Short task:
Copy the material from the line with "Q: Point out the standing" through the end, keeping every line and raising each coordinate in the answers by 43.

* * *

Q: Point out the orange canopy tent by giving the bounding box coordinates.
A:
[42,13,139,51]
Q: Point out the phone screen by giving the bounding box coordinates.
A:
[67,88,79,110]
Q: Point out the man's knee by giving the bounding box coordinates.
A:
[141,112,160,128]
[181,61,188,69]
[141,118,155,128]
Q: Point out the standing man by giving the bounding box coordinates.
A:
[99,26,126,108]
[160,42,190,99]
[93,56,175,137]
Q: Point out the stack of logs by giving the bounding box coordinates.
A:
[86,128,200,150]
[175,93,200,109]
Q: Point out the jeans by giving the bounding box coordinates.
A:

* * *

Answer in full:
Q: Point out the standing man by giving the bounding box coordinates.
A:
[142,69,169,151]
[203,85,233,142]
[136,99,218,180]
Q: Point out the stack of logs by giving the bounding box coordinates.
A:
[129,171,243,193]
[218,136,243,152]
Q: Point out the jeans by giving the bounding box coordinates.
A:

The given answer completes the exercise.